▶ [Required work]
- 1) In the article on Sarkozy's dismissal of his foreign minister, shorten the paragraph beginning "In a written statement following her resignation" while keeping its main facts.
- 2) Write out word for word the part of the article on Sarkozy's dismissal of his foreign minister that runs from "She also faced" to "the same forces.".

▶ [Page excerpt]
======

Nicolas Sarkozy sacks foreign minister after Tunisia row
President Nicolas Sarkozy on Sunday fired his foreign minister and ordered his second cabinet reshuffle in three months in an attempt to quash claims his handling of foreign affairs is damaging France's international standing.
Michèle Alliot-Marie, a veteran Gaullist, left the government last night after she had misled parliament about her ties to a tycoon close to Zine Ben Ali, Tunisia's deposed dictator.
She was said to have been pushed by France's president, who has seen his own popularity plummet as scandal engulfed one of his senior ministers. "Mam", as she is known in France, had been castigated for taking a Christmas holiday in Tunisia with her family after revolutionary unrest had begun there, and then being flown around on a jet by Aziz Miled, a close associate of the Ben Ali family.
The minister claimed she had only accepted the offer of a free plane ride after bumping into Mr Miled by chance at the airport, but it later transpired her parents had sealed a lucrative property deal with the businessman while there.
She also faced accusations of helping rubber-stamp deliveries of tear gas to the Tunisian security forces immediately before the "jasmine revolution", and of offering to share France's crowd-control expertise with the same forces.
In a written statement following her resignation, Mrs Alliot-Marie said she had "committed no fault". Patrick Ollier, her partner, kept his post as the minister in charge of relations with parliament, despite a separate controversy. He has denied using his close relationship with Col Muammar Gaddafi, the embattled dictator, to secure French arms deals with Libya.
Controversy over the foreign trips widened last week when a group of diplomats accused Mr Sarkozy of ruining France's image with his amateurish and impulsive foreign policy.

======

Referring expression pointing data

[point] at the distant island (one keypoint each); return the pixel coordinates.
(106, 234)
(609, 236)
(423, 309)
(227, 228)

======

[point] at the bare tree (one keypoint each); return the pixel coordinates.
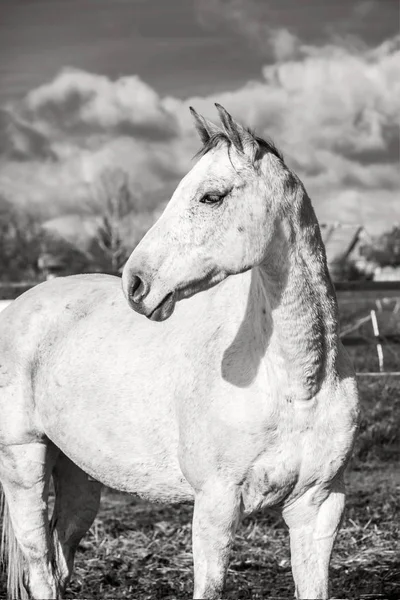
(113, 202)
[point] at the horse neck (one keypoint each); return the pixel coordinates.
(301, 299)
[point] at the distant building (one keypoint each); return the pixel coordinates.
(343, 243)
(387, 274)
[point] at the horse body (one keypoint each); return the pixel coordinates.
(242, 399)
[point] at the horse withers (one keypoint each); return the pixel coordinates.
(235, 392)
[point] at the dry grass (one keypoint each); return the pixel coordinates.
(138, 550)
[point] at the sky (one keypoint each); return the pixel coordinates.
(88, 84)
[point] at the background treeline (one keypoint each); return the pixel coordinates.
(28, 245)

======

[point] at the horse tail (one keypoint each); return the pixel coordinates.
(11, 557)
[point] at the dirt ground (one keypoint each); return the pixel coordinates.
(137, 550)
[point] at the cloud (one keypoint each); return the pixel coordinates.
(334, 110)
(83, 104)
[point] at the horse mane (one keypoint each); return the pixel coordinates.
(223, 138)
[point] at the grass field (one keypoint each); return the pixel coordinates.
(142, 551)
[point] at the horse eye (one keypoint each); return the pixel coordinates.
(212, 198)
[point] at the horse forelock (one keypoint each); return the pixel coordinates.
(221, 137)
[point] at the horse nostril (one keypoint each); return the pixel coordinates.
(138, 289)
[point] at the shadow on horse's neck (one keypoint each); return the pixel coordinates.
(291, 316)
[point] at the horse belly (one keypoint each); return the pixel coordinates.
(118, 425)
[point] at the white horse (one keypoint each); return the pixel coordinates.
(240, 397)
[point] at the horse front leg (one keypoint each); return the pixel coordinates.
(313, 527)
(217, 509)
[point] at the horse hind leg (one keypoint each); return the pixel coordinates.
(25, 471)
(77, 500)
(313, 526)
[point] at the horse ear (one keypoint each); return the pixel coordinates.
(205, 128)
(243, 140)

======

▶ [Task solutions]
- 1) After resigning, Mrs Alliot-Marie said in a written statement that she had "committed no fault." Her partner, Patrick Ollier, kept his post as minister for relations with parliament despite a separate controversy. He denies using his close relationship with Col Muammar Gaddafi to secure French arms deals with Libya.

- 2)
She also faced accusations of helping rubber-stamp deliveries of tear gas to the Tunisian security forces immediately before the "jasmine revolution", and of offering to share France's crowd-control expertise with the same forces.